[Collection entries]
◇ ◇ ◇ ◇

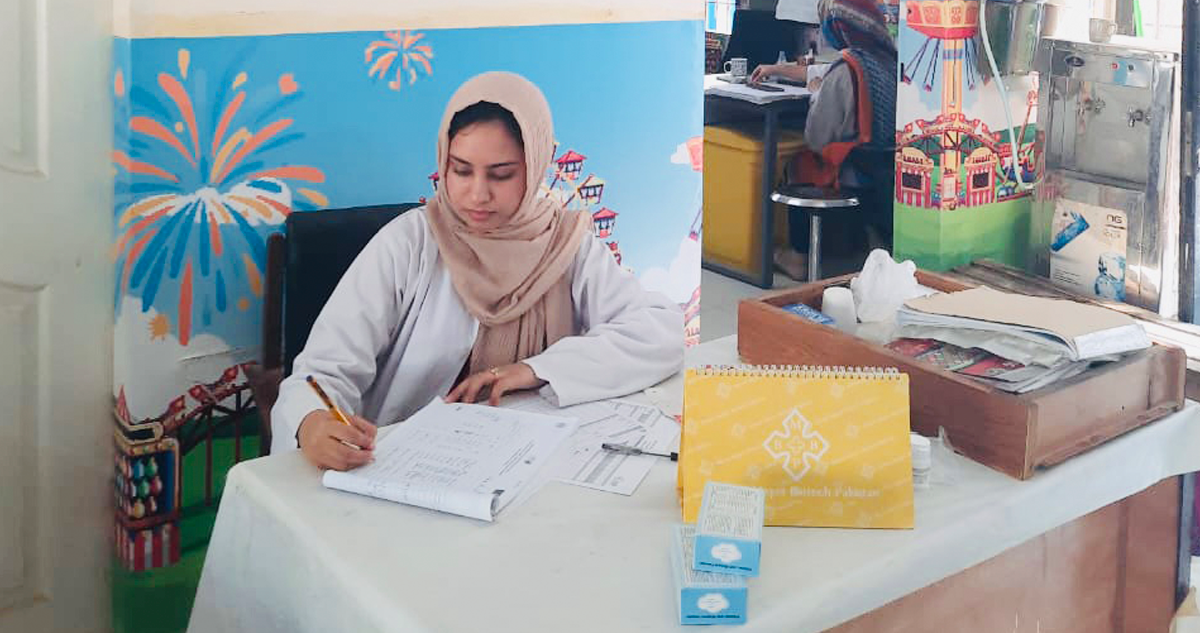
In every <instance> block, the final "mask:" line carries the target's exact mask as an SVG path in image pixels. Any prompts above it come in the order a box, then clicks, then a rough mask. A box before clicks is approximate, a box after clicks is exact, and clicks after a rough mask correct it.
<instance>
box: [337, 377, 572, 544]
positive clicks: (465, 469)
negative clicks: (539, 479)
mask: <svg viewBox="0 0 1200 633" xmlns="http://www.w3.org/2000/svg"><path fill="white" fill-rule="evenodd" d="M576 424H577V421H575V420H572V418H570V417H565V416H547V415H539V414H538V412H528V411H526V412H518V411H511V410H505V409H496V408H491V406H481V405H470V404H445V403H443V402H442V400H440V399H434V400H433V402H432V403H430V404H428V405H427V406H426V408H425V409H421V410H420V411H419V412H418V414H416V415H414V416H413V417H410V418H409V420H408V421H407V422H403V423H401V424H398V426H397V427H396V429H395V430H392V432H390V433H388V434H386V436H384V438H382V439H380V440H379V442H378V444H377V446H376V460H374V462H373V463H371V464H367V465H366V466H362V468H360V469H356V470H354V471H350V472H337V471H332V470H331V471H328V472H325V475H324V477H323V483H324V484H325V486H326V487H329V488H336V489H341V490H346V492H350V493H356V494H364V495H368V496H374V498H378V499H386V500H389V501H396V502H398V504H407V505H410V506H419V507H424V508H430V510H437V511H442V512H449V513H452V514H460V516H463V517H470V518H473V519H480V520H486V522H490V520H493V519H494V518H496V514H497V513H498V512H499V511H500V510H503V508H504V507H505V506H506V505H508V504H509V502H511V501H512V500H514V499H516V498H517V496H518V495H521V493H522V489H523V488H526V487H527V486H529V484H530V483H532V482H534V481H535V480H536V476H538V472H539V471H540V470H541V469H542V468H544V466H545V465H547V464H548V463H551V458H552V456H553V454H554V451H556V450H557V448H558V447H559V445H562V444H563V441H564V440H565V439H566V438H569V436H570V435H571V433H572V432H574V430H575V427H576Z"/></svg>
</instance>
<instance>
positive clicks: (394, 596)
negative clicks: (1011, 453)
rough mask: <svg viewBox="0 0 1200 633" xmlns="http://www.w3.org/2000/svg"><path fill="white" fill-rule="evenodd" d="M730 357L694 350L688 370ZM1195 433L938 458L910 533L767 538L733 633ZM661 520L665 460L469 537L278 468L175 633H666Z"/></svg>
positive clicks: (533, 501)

◇ ◇ ◇ ◇

§ **REQUIREMENT**: Copy the listing word for word, from its first line through the line that contains "negative clicks: (539, 479)", and leave out the pictures.

§ **RESPONSE AREA**:
In every <instance> block, the final "mask:" line carries the target's exact mask as an SVG path in image pixels. Any prompts above it come in the order a box, then clicks, then a rough mask. A box before clicks is approximate, a box after clicks is exact, and clicks after a rough mask correct it.
<instance>
box: [337, 377, 572, 544]
positive clicks: (465, 469)
negative clicks: (539, 479)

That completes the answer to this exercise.